*** Opening of PROVIDED PASSAGE ***

For speaker diarization, pyannote.audio is currently one of the most widely adopted tools and was initially considered for AIDA. While it performs well in two-speaker scenarios, many qualitative studies involve focus groups with multiple participants. In these more complex audio environments, pyannote frequently misattributed speech segments, leading to poor diarization performance. Additionally, the tool proved difficult to customize, with many clustering-related hyperparameters hardcoded into the source-code.

Alternative speaker separation models from Speechbrain, such as Sepformer-Libri2Mix and Sepformer-Libri3Mix, were also investigated. However, these models are constrained to fixed speaker counts (two and three respectively), and performed inconsistently even within those limits. In particular, they struggled with overlapping speech, a common feature in natural group conversations.

Finally, it was decided to use an end-to-end neural diarization (EEND) model for AIDA. Unlike traditional diarization systems that use multiple separate stages (speech activity detection, speaker embedding extraction, clustering), EEND performs the entire task in a single neural network model. This integrated approach enables superior handling of overlapping speech compared to clustering-based methods. NVIDIA’s NeMo SortFormer diarizer was selected for AIDA due to its demonstrated capability to minimize speaker confusion in extended audio recordings featuring multiple concurrent speakers.

Conclusions

AIDA is a tool developed to help alleviate the bottlenecks faced by qualitative researchers while transcribing audio data. Qualitative studies span a wide range of disciplines and subject areas, often involving complex, conversational audio data such as user interviews and focus groups. Given this broad scope, it is impractical to rely on domain-specific fine-tuning or custom training. AIDA leverages a combination of pre-trained models, integrated into a cohesive pipeline to deliver high-quality transcription and diarization without requiring technical expertise from the end user.

AIDA demonstrates that multiple open-source AI models can be adapted and combined effectively to meet the nuanced needs of qualitative research. Preliminary user testing indicates that the tool provides transcription quality on par with or superior to several leading commercial solutions. Notably, AIDA generates high-quality transcriptions with accurate punctuation and subtle discourse features such as the use of ellipses to reflect speaker hesitations or pauses during reflective speech. End-to-end neural diarization also ensures that diarization is accurate with lower instances of speaker confusion.

Future Work

Preliminary user testing of AIDA has yielded promising results, particularly in comparison to existing commercial transcription tools. Users noted improvements in both transcription quality and speaker labeling accuracy, particularly in picking up nuances in the speech. However, to more rigorously assess AIDA’s performance, future work includes benchmarking against standard evaluation datasets. Specifically, Word Error Rate (WER) and Diarization Error Rate (DER) will be calculated to provide a quantitative measure of performance.

In addition to transcription and diarization capabilities, the team is currently developing an NLP pipeline that will extend AIDA’s analytical functionality. This pipeline will leverage transcription and diarization outputs to deliver automated qualitative analysis support. Using large language models (LLMs) and sentiment analysis models, the system extracts key phrases and sentiments from the transcripts. These are used to generate an initial codebook, a structured set of thematic codes, tailored to the content of the conversation. Subsequently, these codes are aggregated into higher-level research themes, facilitating the early stages of qualitative data analysis.

Ultimately, AIDA is envisioned as a comprehensive, end-to-end tool that supports the entire workflow of qualitative researchers from data collection and transcription, through speaker diarization, to thematic analysis, while remaining accessible, customizable, and grounded in advanced AI methodologies.

*** Close of PROVIDED PASSAGE ***

WHAT THE TASK ASKS: Please duplicate part of the AIDA passage word for word, beginning at the words "In addition to" and stopping after "qualitative data analysis.".

*** Opening of SUPPLIED ENTRIES ***

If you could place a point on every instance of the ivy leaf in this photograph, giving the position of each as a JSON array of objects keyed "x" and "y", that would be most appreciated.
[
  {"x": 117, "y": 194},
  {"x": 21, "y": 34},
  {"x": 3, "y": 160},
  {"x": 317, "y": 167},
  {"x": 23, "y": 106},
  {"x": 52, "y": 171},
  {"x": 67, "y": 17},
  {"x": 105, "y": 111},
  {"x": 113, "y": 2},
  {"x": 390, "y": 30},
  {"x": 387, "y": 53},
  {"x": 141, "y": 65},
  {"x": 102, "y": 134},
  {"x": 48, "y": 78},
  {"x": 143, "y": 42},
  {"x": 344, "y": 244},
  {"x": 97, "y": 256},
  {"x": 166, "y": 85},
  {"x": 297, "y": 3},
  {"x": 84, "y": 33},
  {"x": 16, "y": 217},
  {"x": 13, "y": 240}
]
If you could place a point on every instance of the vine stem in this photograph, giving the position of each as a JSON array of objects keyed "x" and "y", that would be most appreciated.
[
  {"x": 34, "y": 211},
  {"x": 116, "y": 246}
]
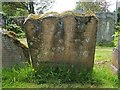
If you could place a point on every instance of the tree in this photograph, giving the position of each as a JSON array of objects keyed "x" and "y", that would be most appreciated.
[
  {"x": 10, "y": 8},
  {"x": 118, "y": 19},
  {"x": 94, "y": 6}
]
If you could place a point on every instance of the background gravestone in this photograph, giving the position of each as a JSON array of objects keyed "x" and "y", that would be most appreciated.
[
  {"x": 13, "y": 52},
  {"x": 65, "y": 38}
]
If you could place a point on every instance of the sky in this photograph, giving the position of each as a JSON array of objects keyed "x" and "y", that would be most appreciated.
[{"x": 64, "y": 5}]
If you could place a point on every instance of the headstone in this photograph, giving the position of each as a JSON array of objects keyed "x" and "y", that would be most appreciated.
[
  {"x": 13, "y": 52},
  {"x": 66, "y": 38}
]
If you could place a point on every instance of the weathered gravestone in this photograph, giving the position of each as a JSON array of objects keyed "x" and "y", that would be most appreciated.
[
  {"x": 13, "y": 52},
  {"x": 62, "y": 38},
  {"x": 116, "y": 58}
]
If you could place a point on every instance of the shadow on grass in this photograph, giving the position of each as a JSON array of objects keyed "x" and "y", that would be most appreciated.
[{"x": 57, "y": 75}]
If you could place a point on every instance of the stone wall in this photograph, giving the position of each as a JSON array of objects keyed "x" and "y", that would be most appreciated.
[
  {"x": 62, "y": 38},
  {"x": 13, "y": 52}
]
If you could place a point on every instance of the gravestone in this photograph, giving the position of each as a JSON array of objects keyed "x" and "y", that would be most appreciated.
[
  {"x": 13, "y": 52},
  {"x": 116, "y": 58},
  {"x": 62, "y": 38}
]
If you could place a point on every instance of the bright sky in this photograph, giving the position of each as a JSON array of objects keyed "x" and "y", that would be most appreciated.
[{"x": 64, "y": 5}]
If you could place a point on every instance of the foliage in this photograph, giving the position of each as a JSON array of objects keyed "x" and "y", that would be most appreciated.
[
  {"x": 49, "y": 76},
  {"x": 116, "y": 34},
  {"x": 105, "y": 43},
  {"x": 103, "y": 53},
  {"x": 118, "y": 14},
  {"x": 23, "y": 8},
  {"x": 12, "y": 8},
  {"x": 100, "y": 77},
  {"x": 17, "y": 74},
  {"x": 93, "y": 5}
]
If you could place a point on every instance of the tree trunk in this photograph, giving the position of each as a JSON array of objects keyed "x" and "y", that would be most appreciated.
[{"x": 31, "y": 8}]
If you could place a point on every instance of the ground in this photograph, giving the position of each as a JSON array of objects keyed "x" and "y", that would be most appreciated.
[{"x": 104, "y": 76}]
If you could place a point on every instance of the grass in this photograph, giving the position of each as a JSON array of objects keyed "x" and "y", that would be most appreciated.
[{"x": 49, "y": 77}]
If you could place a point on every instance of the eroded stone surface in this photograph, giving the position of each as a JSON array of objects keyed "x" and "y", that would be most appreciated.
[
  {"x": 13, "y": 52},
  {"x": 62, "y": 38}
]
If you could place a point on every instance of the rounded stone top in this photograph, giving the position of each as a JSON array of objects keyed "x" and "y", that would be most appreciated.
[{"x": 56, "y": 14}]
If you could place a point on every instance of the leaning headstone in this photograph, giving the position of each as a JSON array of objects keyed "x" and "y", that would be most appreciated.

*** Close of SUPPLIED ENTRIES ***

REPLY TO THE TASK:
In addition to transcription and diarization capabilities, the team is currently developing an NLP pipeline that will extend AIDA’s analytical functionality. This pipeline will leverage transcription and diarization outputs to deliver automated qualitative analysis support. Using large language models (LLMs) and sentiment analysis models, the system extracts key phrases and sentiments from the transcripts. These are used to generate an initial codebook, a structured set of thematic codes, tailored to the content of the conversation. Subsequently, these codes are aggregated into higher-level research themes, facilitating the early stages of qualitative data analysis.